_Excerpted text_:

Multiple Process in One Location

Successful job shops gain efficiencies by performing as many actions as possible at a single location.

“I’ve seen fabricators embrace the ability to conduct multiple operations at one machine stop,” says Welz. “At one machine a user may countersink, place holes, tap certain holes, etc. In contrast, transporting a part from one location to another to perform these functions, and then tracking that part throughout the process, is extremely costly.”

In assessing the value of a combination punching machine and laser cutter, Welz explains, fabricators should consider the entire throughput time, and not be hung up on processing time for a single operation. Focusing on single-operation time may lead fabricators to send parts from location to location, where advantages of a quick operation are more than negated by the aforementioned travel inefficiencies. While a laser-cutting machine can take 1 to 2 sec. to create a hole, a punch machine may take a quarter of a second, if that. Welz cautions not to try switching from machine to machine to capture those speed differences.

“For example,” he says, “a job shop may need to make a 12 by 16-in. part from 1⁄8-in.-thick material, and this part requires a series of holes and a countersink as well as some tapping. The job shop first takes that job to a laser-cutting machine, which rips through its tasks in 8 sec. Now this unfinished part is removed from that machine and placed in a bin for travel to another machine for another task. In this process, the quick laser-cutting speed is negated and then some.”

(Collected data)
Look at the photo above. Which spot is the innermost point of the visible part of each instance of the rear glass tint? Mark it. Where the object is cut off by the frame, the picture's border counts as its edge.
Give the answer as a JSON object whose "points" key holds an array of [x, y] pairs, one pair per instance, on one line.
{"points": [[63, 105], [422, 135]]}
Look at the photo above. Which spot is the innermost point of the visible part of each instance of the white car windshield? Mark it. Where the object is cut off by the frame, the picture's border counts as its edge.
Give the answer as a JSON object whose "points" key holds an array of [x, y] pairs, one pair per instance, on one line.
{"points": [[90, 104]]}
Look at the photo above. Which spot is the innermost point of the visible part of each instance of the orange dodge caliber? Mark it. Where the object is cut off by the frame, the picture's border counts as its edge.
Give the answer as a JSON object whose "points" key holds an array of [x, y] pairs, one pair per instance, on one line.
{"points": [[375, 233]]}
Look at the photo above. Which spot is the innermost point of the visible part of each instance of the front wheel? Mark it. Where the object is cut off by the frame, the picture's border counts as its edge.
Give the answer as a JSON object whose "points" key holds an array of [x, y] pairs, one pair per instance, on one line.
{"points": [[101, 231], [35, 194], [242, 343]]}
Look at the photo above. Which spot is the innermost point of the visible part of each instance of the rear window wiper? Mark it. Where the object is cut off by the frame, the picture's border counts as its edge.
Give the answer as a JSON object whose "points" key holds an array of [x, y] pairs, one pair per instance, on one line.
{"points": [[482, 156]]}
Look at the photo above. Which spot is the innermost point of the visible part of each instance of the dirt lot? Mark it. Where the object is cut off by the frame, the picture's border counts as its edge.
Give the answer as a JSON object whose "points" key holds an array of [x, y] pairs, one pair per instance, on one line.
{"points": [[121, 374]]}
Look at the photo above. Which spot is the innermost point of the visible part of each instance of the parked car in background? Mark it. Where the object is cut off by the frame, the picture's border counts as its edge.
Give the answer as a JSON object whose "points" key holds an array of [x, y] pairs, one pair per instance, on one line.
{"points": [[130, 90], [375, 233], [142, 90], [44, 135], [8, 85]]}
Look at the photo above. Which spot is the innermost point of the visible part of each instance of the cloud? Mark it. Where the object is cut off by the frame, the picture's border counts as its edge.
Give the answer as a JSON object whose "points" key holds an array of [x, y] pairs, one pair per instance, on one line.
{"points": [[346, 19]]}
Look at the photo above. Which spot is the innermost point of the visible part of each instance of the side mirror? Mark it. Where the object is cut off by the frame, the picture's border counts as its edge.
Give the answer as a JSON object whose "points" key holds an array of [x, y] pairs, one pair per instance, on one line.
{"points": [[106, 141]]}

_Work to complete_:
1. In the passage on doing multiple processes in one location, how long may a punch machine take to create a hole?
2. In the passage on doing multiple processes in one location, rewrite the stretch from "In assessing the" through "those speed differences." with "travel inefficiencies" changed to "transport delays".
The collected data is not needed for anything here.

_Task results_:
1. A quarter of a second, if that.

2.
In assessing the value of a combination punching machine and laser cutter, Welz explains, fabricators should consider the entire throughput time, and not be hung up on processing time for a single operation. Focusing on single-operation time may lead fabricators to send parts from location to location, where advantages of a quick operation are more than negated by the aforementioned transport delays. While a laser-cutting machine can take 1 to 2 sec. to create a hole, a punch machine may take a quarter of a second, if that. Welz cautions not to try switching from machine to machine to capture those speed differences.